Entries supplied >>
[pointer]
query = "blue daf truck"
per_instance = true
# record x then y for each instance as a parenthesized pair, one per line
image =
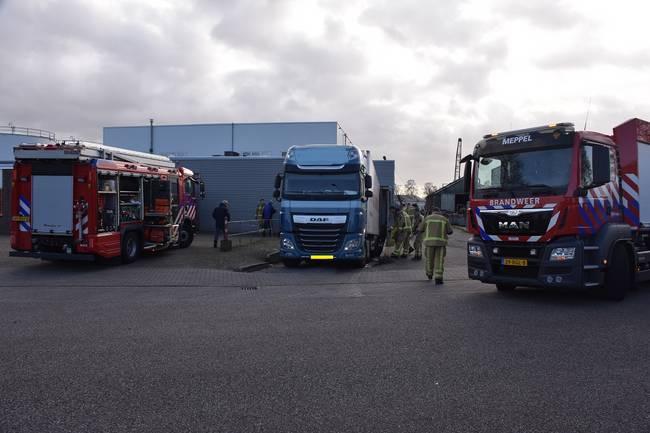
(332, 205)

Exercise objective >>
Set down every record exactly as written, but drop the pictures.

Written answer >>
[pointer]
query = "blue daf truck"
per_instance = true
# record x then y for each instance as a parenthesized pair, one per line
image =
(332, 205)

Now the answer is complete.